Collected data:
****
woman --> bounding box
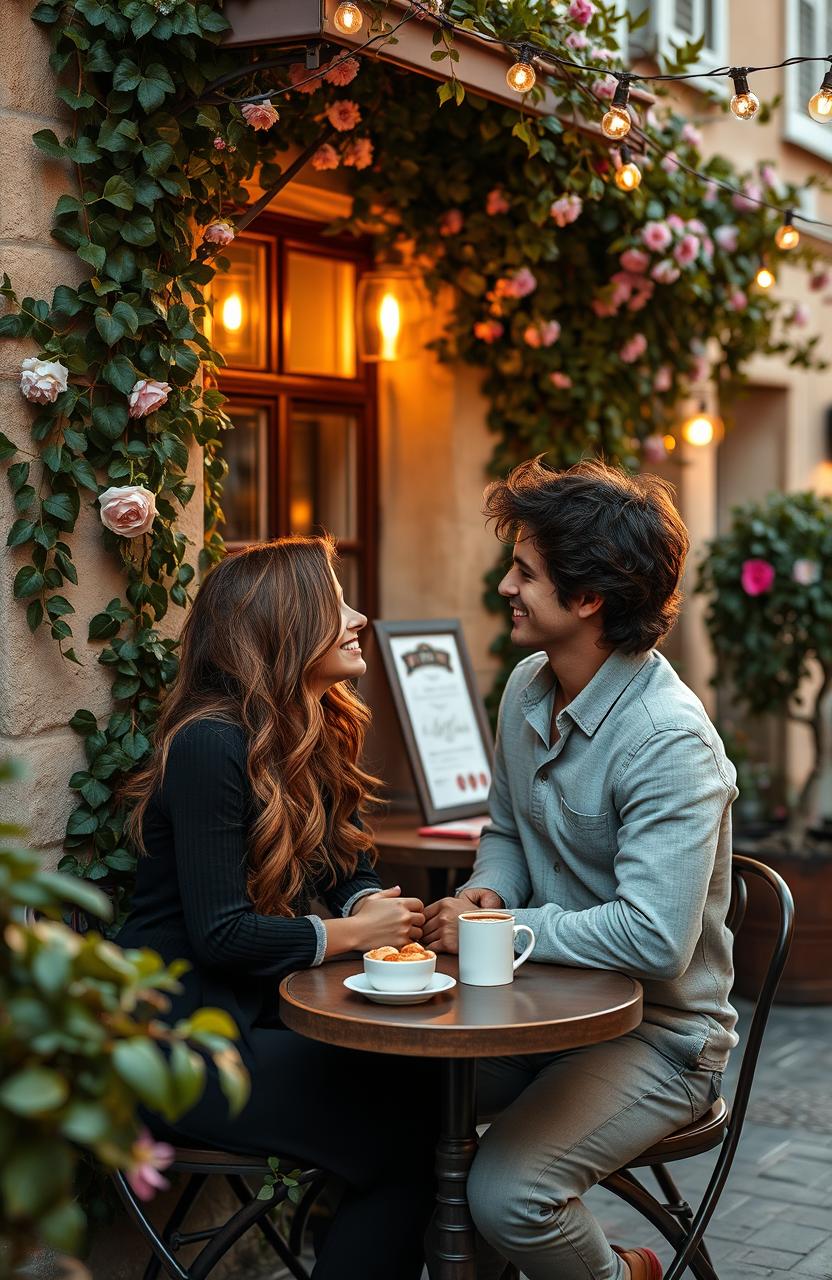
[117,536,439,1280]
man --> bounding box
[423,458,738,1280]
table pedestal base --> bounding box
[430,1058,478,1280]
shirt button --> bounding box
[540,771,548,782]
[553,863,561,873]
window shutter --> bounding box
[673,0,696,35]
[798,0,819,109]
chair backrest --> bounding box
[725,853,795,1140]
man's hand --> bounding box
[422,887,505,954]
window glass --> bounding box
[289,405,358,540]
[220,403,270,545]
[285,251,357,378]
[211,239,269,370]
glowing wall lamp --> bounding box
[356,268,426,362]
[680,403,725,448]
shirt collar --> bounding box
[520,649,652,741]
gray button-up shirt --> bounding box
[460,648,739,1070]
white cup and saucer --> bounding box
[344,948,457,1005]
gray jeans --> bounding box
[468,1023,723,1280]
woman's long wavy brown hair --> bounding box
[122,535,380,916]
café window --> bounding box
[210,218,377,616]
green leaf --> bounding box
****
### YOUR GOAL:
Each line from the one holding "woman's long wavy brown hair --> bounding box" down to the end of the records above is to be repeated exactly; no other line belongs in the reply.

### RESPONSE:
woman's long wavy brown hair --> bounding box
[122,535,380,916]
café window --> bounding box
[210,218,377,616]
green leaf --> bounding box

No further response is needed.